Search the records for lines that contain the word "below". Copy them all.

┄┄┄┄┄┄┄┄┄┄┄┄┄┄┄┄┄┄┄┄

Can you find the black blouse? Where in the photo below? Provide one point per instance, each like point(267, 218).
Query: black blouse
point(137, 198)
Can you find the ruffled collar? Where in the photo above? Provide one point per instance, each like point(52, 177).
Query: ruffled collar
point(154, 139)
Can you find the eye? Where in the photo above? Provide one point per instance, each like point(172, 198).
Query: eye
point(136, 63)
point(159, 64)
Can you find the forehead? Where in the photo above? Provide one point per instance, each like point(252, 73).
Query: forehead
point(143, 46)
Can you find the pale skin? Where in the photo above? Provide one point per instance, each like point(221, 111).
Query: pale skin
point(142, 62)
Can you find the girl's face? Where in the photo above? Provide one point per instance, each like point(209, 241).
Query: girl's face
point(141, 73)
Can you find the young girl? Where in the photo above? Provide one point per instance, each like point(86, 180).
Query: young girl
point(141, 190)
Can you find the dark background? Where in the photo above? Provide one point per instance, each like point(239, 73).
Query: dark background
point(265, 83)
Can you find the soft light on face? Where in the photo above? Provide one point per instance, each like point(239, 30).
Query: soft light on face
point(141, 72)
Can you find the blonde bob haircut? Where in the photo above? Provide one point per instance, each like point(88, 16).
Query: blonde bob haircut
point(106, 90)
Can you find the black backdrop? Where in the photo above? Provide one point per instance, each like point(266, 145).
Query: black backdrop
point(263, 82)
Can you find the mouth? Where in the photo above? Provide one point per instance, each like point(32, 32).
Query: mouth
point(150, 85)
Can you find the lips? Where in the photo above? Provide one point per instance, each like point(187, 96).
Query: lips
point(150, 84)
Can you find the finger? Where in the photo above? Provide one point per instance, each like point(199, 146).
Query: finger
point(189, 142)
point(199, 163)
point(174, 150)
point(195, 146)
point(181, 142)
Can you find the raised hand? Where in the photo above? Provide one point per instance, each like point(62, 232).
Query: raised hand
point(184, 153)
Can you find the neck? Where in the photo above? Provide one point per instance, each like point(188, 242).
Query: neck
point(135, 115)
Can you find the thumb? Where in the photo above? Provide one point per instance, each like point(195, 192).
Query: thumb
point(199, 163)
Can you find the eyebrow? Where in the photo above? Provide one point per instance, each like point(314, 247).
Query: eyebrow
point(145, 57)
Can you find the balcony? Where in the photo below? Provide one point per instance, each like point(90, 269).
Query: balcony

┄┄┄┄┄┄┄┄┄┄┄┄┄┄┄┄┄┄┄┄

(SOLUTION FOR THIS TASK):
Can you find the black blouse? Where in the photo below? Provide one point per instance, each like point(267, 218).
Can you find the balcony? Where in the photo below? Provide one point per instance, each like point(90, 269).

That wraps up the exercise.